Your goal: Reproduce the data below from the line containing "Annotate the white" through the end of the data. Multiply every answer coordinate by 1.6, round to whole numbers with halves going up, and copy all other lines unchanged.

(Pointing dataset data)
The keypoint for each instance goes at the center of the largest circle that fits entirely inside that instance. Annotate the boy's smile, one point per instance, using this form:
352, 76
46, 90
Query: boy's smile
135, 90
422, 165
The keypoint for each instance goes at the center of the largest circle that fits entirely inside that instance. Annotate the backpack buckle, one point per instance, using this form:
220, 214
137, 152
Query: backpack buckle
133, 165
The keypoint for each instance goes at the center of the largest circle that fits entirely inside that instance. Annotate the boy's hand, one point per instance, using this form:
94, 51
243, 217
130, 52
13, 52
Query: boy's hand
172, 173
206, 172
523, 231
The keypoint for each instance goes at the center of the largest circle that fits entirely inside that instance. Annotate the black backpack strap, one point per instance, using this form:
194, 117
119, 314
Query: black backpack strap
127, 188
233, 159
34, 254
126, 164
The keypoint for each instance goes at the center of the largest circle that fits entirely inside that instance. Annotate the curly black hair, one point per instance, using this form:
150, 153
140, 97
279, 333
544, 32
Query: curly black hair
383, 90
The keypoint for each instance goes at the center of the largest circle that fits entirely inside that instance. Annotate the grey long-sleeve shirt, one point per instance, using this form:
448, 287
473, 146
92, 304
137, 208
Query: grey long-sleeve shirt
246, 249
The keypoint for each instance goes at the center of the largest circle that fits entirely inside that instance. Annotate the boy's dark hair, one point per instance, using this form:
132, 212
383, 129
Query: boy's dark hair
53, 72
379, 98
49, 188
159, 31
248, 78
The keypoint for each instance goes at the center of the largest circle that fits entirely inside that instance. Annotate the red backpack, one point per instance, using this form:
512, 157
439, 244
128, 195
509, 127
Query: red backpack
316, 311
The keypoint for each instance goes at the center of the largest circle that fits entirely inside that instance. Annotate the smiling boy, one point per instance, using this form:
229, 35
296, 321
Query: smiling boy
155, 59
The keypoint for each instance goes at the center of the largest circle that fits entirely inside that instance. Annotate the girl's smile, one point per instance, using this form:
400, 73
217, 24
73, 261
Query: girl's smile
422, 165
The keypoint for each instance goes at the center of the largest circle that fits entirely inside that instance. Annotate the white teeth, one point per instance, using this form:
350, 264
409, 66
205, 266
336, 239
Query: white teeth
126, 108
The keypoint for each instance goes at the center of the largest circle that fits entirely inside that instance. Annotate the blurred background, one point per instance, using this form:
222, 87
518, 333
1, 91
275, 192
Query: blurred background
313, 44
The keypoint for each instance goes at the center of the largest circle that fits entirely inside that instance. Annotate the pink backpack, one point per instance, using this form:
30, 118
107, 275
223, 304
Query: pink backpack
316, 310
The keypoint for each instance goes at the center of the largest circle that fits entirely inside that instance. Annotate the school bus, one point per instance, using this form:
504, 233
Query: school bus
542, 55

Exercise response:
The keypoint for each instance goes at the center of the largest circle that fits entirely inside that instance. Annotate the white teeth, one point per instance, using this form:
350, 264
409, 66
205, 266
336, 239
Query: white teeth
202, 173
The keypoint for each instance goes at the center of the largest circle that fits entirely inside that instance. Annotate the blurred background, one point per instance, using this form:
222, 87
518, 333
1, 91
275, 192
Query: blurred background
501, 70
The keypoint for each instance goes at the center of the largest circle that fits entirely inside that instance. Annotate the pink backpack, one point per instance, using this form:
30, 118
107, 275
223, 304
Query: pink backpack
506, 496
The keypoint for each instance goes at the center of the largest circle that fits entirely inside that instance. Annotate the school bus, one point per instance, using this form:
504, 233
Query: school bus
867, 88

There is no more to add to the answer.